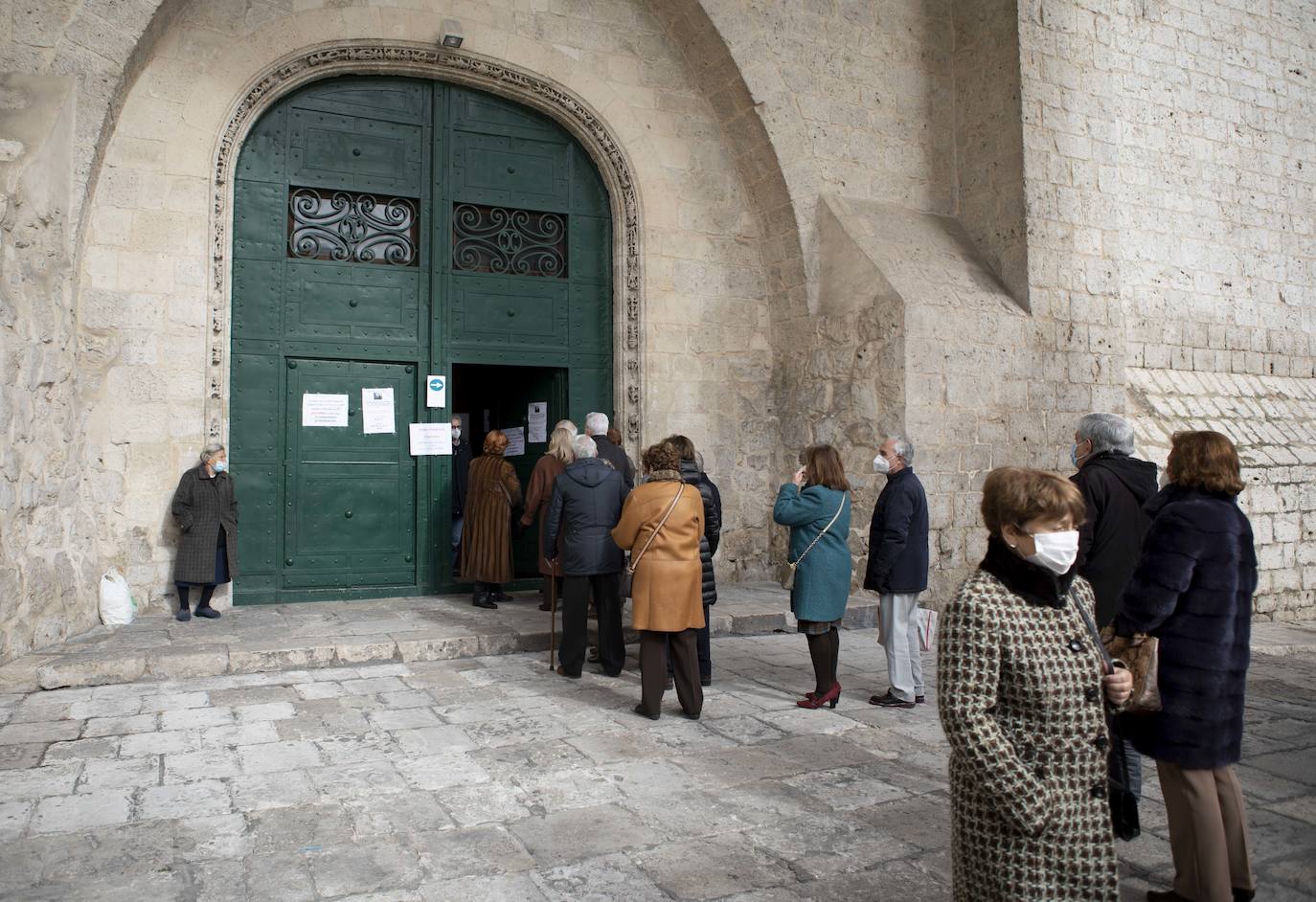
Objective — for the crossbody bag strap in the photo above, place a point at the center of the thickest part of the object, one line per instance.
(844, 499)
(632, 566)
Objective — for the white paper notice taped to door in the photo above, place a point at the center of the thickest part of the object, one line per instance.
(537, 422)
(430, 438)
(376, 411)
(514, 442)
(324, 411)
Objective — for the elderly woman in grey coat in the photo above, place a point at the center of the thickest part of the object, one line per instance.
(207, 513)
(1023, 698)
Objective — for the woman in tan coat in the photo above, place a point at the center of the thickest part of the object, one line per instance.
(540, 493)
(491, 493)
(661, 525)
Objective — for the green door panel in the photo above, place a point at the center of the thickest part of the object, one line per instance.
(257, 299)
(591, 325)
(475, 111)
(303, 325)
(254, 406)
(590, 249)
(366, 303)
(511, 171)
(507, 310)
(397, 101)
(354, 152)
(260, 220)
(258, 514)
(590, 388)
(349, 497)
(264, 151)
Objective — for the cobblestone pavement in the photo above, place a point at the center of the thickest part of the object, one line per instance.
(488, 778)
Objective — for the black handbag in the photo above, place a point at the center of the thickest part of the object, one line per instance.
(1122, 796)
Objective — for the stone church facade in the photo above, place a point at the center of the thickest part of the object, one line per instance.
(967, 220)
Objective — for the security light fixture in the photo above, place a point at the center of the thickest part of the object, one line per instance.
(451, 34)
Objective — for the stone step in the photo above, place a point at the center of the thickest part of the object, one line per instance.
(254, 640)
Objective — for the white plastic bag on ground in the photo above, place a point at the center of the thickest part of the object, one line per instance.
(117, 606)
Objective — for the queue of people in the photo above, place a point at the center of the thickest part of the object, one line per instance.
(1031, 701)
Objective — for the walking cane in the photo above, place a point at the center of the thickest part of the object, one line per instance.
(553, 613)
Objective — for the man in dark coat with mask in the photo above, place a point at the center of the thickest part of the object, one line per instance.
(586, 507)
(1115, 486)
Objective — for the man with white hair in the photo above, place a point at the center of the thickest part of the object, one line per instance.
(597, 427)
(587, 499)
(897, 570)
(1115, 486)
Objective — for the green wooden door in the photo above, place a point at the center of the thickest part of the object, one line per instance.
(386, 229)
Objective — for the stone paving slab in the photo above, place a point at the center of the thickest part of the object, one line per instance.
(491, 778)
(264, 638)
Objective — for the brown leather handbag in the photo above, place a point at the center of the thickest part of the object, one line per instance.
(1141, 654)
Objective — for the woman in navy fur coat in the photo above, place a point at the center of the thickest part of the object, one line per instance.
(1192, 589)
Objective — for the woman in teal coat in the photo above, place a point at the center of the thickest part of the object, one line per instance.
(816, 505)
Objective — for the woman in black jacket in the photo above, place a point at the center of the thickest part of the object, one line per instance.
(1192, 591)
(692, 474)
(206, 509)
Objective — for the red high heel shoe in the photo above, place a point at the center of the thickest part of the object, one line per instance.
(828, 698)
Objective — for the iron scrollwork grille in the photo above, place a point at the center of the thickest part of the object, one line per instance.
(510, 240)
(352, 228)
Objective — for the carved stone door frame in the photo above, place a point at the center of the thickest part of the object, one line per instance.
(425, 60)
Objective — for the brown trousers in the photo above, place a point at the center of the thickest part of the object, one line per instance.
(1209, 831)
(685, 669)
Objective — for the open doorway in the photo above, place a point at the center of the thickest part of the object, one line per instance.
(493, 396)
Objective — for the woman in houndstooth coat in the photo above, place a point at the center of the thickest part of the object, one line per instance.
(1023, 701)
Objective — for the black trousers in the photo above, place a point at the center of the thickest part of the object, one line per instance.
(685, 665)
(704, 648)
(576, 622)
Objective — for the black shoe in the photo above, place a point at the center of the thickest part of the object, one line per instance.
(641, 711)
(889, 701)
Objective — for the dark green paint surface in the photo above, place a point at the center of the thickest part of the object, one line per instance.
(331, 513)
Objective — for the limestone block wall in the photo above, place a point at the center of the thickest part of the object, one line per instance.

## Exercise prompt
Reproduce the whole listing with "widest part" substituted for every occurrence of "thickest part", keeping everything else the same. Omit the pictures from your answer.

## Written solution
Objective — for the crossbody bag strap in the photo above, place a point at the center of the widest part of the object, one line per instance.
(844, 499)
(632, 566)
Objective — for the white paper notice taped to door in the photo above, place a point at the center of the widest part of the object, one line per instance.
(537, 422)
(430, 438)
(376, 411)
(514, 442)
(324, 411)
Objective — for the elderly woman in grey coat in the photo above, place a point at the center of the widest part of the object, one line per instance.
(207, 513)
(1023, 698)
Objective — for the woman in tan coat in the photo above, place a point at the center of the widest part of the object, one line per instance.
(540, 493)
(491, 493)
(661, 525)
Objective — for the green door panel in the photo above, place a point at the center of the widest part of the object, one line per instance.
(257, 299)
(591, 325)
(475, 111)
(303, 325)
(254, 406)
(590, 249)
(366, 303)
(511, 171)
(507, 310)
(397, 101)
(354, 152)
(260, 220)
(258, 514)
(590, 388)
(349, 497)
(264, 151)
Objective — for the cobblestone pavement in the photo above, place a point at the center of the widest part of the object, one line per instance.
(488, 778)
Objective — for the black handbag in the photo above, place a point at the center of the widest part of the object, one line per instance.
(1122, 796)
Objective — for the stone church facade in the photo above, place a point at the center of the widest part of the object, one line per instance.
(967, 220)
Objective — for the security light fixture in the photo above, place a point at the center of the widest part of the object, one line per instance.
(451, 34)
Objective — for the stone step in the photo above, place a point at the center of the widest part of the object, one line per instance.
(254, 640)
Objective — for the white plastic bag on ground in the photo above, place a point at the center of the widest part of the object, one line per instance.
(117, 606)
Objective — for the queue of people in the photo above, place a point at the center of the widest part of the object, one line per instance.
(1031, 701)
Objective — for the walking cane in the photo above, place a point at the center of the widest part of the object, one line per instance.
(553, 613)
Objective — for the man in dark coat with mask in the photo above, place a point at the center of the widest part of the object, one line per instance.
(586, 507)
(1115, 486)
Objective — for the man with white hair in the photo above, place a point at the center of the widest part of the object, one line per instance.
(597, 427)
(587, 499)
(897, 570)
(1115, 486)
Objective — for the green wooden door in the photo above, place a point at the center of the widest part of the object, one line per instance.
(386, 229)
Objective — for the stone paving slab in the photo above, place a point at the center of the widest part of the object, one line per instance.
(491, 778)
(264, 638)
Objective — for the brown leather handbag in the photo above, place a point at the center of the widest part of the object, one line per instance.
(1141, 654)
Objective — for the woman in navy fur coat in the photo above, place a point at the center of the widest part of the object, one line per instance.
(1192, 589)
Objective — for the woman in teal coat in the photo above, place a point at the center of the widest part of the object, one line per instance.
(816, 505)
Objective — for the woman in black jacket in the photo above, place a point at the center of the widest part of the object, one line per instance.
(1192, 591)
(692, 474)
(206, 509)
Objective — for the red high heel shoe in the photo above, place a point at the center of the widest part of the object, one line per instance.
(828, 698)
Objective — for the iron scrollwork grille in the photo above, place a point at the center of the widest part of the object, one line per instance.
(510, 240)
(352, 228)
Objective — for the carved stone door frame in the photo above, place a point at the center of the widest part of the object, one line per instance.
(425, 60)
Objective — for the brown trousers in the photo above, place a point at the center of the widest part of the object, one line per instance.
(1209, 831)
(685, 669)
Objective — for the open doorway in the photo above, place a point at the center of the widest part of the object, one line per instance.
(493, 396)
Objective — for the woman in houndstooth coat in the photo above, place a point at the center of the widest part of the object, one line per instance.
(1023, 701)
Objective — for the black trousers in the photo above, place a point at the center of the widest part of the object, one line per instance.
(685, 665)
(704, 648)
(576, 622)
Objective — for the black shoe in the photo above, place a point at the center of the widest part of the object, one line per instance.
(641, 711)
(889, 701)
Objective — for the dark green paint surface in the photo above, place a point at the center of the widest part of the object, one line per instance.
(331, 513)
Objective — for the limestone block wall in the photo above, place a point at the center of the widest part of the object, one line per instance.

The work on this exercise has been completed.